====== Text section

Appendices to Making Waves, A History of The Royal Yacht Squadron 1815-2015
David Balme – boarding report on U-110
David Balme, Boarding U-boat 110
From: Sub/Lieutenant D.E.Balme. R.N.
Date: 11th May, 1941.
To: The Commanding Officer, H.M.S.Bulldog.
Subject: Boarding Primrose.
At 1245 9th May, I left ‘Bulldog’ in charge of a boarding party to board an enemy submarine which had surfaced. The crew consisted of 6 seamen, 1 telegraphist and 1 stoker. ‘Bulldog’ was lying to windward of U boat and there was a heavy swell running so to save valuable time I made for the weather side (Port). There were numerous holes in the Conning Tower casing caused by ‘Bulldog’s’ 3′ and Pom-pom.
As no small arm fire was opened up at the whaler from the U boat, I was fairly confident that there was no one in the Conning Tower. This proved correct after having entered conning tower through opening on starboard side. The hatch down was closed tight. (This hatch was 18′ to 24′ in diameter, spherical surface with wheel for screwing down; on unscrewing this the hatch sprung open as soon as a clip was released).
I went down the ladder to the lower Conning Tower where there was a similar closed hatch. On opening this hatch I found the Control Room deserted! hatches leading forward and aft were open and all lighting on. On the deck there was a large splinter from the conning tower. There was a slight escape of air in the control room but no sign of Chlorine so gas-masks which had been taken were now discarded. So also were revolvers which now seemed more of a danger than an asset.
The U-boat had obviously been abandoned in great haste as books and gear were strewn about the place. An chain of men was formed to pass up all books charts etc. As speed was essential owing to possibility of U boat sinking (although dry throughout) I gave orders to send up ALL books, except obviously reading books, so consequently a number of comparatively useless navigational books etc were recovered. All charts were in drawers under the chart table in the Control Room; there were also some signal books, log books etc here. The metal sheet diagrams were secured overhead.
Meanwhile the telegraphist went to the W/T office, just forward of the control room on starboard side. This was in perfect condition, apparently no attempt having been made to destroy any books or apparatus. Here were found C.B’s., Signal Logs, Pay Books, and general correspondence, looking as if this room had been used as ship’s office. Also the coding machine was found here, plugged in and as though it was in actual use when abandoned. The general appearance of this machine being that of a type writer, the telegraphist pressed the keys and finding results peculiar sent it up the hatch. This W/T office seemed far less complicated than our own-sets were more compact and did not seem to have the usual excess of switches, plug holes, knobs, ‘tally’s’ etc on the outside.
Forward of the W/T office was the Hydrophone Office. This was about the same size as the W/T office and about twice as large as the A/S Cabinet in ‘Sealion’, the only I have been out in.
The Hydrophone set was still running and the sensitivity could be increased or decreased by a control knob and the bearing on the gyro dial could be altered.
The first quick look around below took about 5 minutes after which I went up the conning tower and signalled to ‘Bulldog’ that the U boat seemed seaworthy and towable, and requested that an E.R.A. might be sent over to see if any machinery would work. Meanwhile our whaler had been carried on to the U boat by the swell and was now firmly lodged between the conning tower and the steel guard rails; it was eventually a total loss.

============
====== Data supplied

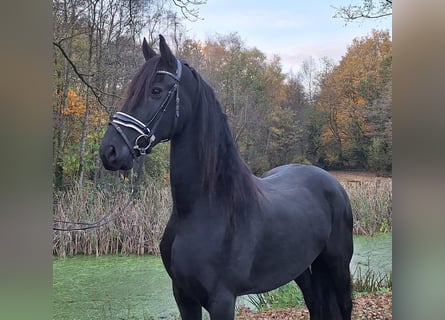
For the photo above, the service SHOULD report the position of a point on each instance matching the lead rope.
(107, 218)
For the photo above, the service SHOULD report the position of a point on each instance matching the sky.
(292, 29)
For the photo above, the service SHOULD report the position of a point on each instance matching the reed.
(371, 202)
(137, 231)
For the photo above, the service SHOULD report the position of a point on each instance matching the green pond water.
(138, 288)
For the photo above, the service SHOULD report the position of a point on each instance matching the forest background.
(333, 115)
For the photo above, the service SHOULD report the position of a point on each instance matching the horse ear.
(166, 55)
(147, 51)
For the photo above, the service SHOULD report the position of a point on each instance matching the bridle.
(146, 137)
(142, 144)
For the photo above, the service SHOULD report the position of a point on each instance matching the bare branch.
(189, 13)
(94, 90)
(369, 9)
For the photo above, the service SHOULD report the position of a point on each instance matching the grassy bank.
(135, 287)
(140, 228)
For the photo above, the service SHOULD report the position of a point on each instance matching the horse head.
(154, 110)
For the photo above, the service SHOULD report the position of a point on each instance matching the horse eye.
(156, 90)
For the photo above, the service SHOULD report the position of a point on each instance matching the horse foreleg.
(304, 281)
(188, 308)
(222, 306)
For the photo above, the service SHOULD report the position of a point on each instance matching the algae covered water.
(111, 287)
(138, 287)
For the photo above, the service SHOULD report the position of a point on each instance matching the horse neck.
(185, 173)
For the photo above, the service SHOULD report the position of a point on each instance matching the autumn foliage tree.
(355, 98)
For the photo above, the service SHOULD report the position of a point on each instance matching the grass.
(290, 295)
(137, 231)
(140, 228)
(371, 201)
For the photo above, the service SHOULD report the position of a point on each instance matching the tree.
(351, 98)
(368, 9)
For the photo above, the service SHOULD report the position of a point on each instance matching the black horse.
(231, 233)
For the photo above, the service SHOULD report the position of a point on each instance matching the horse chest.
(195, 257)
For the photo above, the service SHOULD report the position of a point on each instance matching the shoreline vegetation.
(139, 229)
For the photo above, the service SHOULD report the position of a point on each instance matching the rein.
(146, 137)
(142, 144)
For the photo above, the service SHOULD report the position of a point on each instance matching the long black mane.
(230, 233)
(224, 173)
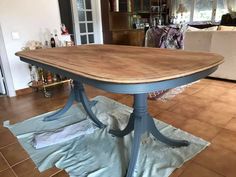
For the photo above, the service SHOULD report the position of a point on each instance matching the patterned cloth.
(163, 37)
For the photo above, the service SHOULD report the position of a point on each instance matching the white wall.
(31, 18)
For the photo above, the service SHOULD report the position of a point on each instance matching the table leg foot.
(159, 136)
(68, 104)
(129, 128)
(77, 94)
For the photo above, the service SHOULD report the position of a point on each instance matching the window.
(195, 11)
(203, 10)
(220, 10)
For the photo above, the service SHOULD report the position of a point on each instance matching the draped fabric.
(231, 4)
(165, 37)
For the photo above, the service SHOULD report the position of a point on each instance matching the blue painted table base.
(77, 94)
(141, 122)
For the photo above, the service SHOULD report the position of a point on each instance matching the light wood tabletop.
(124, 64)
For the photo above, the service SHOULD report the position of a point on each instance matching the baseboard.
(24, 91)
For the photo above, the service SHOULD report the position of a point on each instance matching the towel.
(60, 135)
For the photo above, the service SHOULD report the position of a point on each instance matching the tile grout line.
(8, 165)
(8, 144)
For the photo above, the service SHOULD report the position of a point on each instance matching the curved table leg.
(86, 104)
(129, 128)
(67, 106)
(138, 131)
(158, 135)
(141, 122)
(77, 94)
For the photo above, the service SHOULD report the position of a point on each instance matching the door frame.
(4, 62)
(97, 19)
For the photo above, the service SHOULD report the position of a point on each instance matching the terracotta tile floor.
(206, 109)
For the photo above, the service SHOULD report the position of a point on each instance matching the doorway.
(2, 83)
(87, 21)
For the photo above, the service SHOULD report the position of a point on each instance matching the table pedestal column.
(141, 122)
(77, 94)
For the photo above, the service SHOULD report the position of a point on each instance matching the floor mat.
(100, 154)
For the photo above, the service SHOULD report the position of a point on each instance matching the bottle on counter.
(52, 41)
(57, 41)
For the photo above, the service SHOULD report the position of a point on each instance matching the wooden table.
(127, 70)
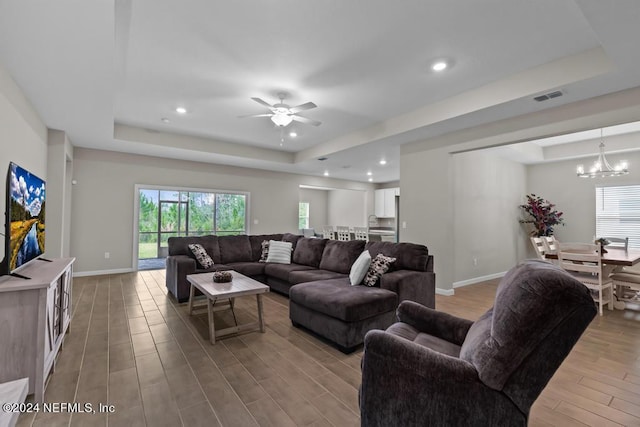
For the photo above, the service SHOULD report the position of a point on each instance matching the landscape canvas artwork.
(27, 216)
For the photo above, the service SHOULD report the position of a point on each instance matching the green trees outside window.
(167, 213)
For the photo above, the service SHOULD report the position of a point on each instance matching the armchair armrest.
(418, 286)
(436, 323)
(406, 384)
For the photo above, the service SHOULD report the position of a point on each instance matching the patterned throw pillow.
(378, 267)
(201, 255)
(280, 252)
(359, 268)
(265, 251)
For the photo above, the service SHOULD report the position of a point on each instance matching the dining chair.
(550, 244)
(539, 246)
(327, 232)
(343, 233)
(361, 233)
(618, 242)
(584, 262)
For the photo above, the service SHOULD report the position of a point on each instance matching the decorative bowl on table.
(222, 276)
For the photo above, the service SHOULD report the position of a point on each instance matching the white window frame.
(136, 209)
(308, 213)
(611, 221)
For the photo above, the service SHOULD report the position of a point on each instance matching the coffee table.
(240, 286)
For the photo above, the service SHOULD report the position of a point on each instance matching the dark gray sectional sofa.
(317, 280)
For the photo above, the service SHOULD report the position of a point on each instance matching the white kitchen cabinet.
(35, 314)
(385, 202)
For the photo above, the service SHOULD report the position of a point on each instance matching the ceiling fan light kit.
(282, 114)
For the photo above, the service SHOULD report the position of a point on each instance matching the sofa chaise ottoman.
(343, 314)
(340, 312)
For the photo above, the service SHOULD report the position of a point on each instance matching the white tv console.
(34, 316)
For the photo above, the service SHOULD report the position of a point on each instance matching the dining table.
(612, 259)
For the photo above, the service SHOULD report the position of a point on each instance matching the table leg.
(212, 329)
(191, 296)
(260, 318)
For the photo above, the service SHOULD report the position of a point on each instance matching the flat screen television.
(25, 218)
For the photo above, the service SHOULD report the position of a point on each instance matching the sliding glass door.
(167, 213)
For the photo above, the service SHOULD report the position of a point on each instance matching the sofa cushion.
(292, 238)
(235, 248)
(256, 244)
(339, 256)
(308, 251)
(201, 255)
(282, 271)
(337, 298)
(279, 252)
(313, 275)
(251, 269)
(180, 246)
(409, 256)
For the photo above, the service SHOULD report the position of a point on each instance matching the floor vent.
(548, 96)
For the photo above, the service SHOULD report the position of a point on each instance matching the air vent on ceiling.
(548, 96)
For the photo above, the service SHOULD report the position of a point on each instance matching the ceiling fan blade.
(306, 121)
(302, 107)
(256, 115)
(260, 101)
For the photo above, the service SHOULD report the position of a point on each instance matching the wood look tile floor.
(133, 347)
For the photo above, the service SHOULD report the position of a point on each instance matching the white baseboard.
(102, 272)
(475, 280)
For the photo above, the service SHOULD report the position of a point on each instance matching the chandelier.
(601, 168)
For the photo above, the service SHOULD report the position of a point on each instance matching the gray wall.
(318, 207)
(60, 171)
(463, 207)
(488, 239)
(426, 205)
(575, 196)
(103, 200)
(348, 207)
(23, 137)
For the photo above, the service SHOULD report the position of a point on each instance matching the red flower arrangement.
(542, 215)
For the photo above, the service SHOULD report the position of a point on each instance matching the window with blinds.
(618, 213)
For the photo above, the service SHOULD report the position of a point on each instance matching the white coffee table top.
(239, 286)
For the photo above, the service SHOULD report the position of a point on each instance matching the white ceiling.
(107, 72)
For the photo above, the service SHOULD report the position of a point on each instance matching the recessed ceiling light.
(439, 66)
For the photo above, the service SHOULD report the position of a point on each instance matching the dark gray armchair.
(435, 369)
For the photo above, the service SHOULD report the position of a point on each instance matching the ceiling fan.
(282, 115)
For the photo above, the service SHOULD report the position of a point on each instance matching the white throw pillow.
(360, 268)
(279, 252)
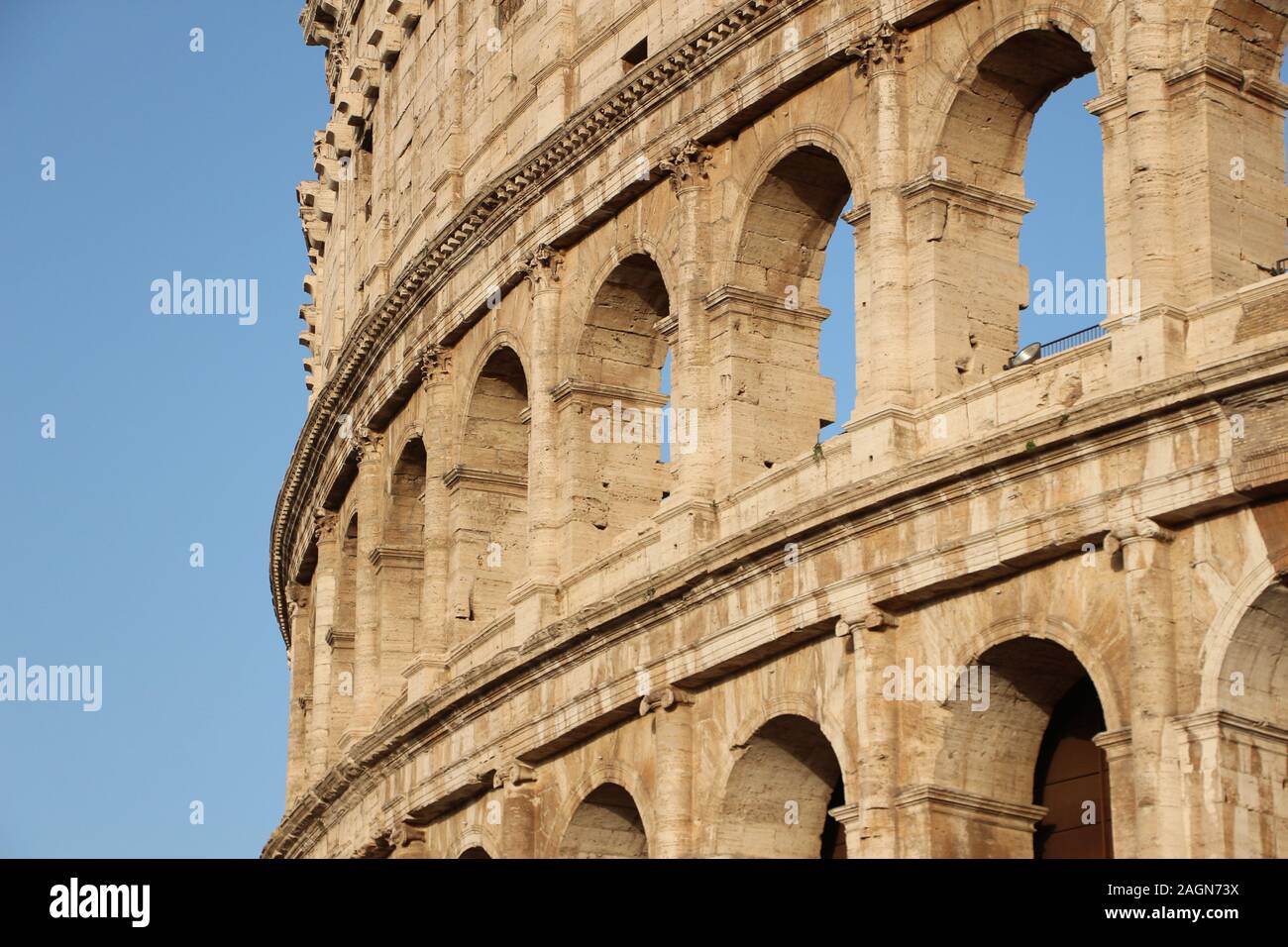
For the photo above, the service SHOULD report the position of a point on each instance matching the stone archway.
(614, 407)
(605, 825)
(778, 795)
(489, 491)
(1239, 749)
(1019, 758)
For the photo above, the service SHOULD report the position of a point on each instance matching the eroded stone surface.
(516, 630)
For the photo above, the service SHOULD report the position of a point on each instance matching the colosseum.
(1024, 604)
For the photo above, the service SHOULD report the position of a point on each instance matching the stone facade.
(513, 638)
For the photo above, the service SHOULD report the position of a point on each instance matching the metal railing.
(1067, 342)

============

Answer these about the boarding report:
1. How many seamen were in the boarding party?
2. In which room was the coding machine found?
3. What finally became of the whaler?
The rows play no part here.

1. Six.
2. The W/T office.
3. It was a total loss.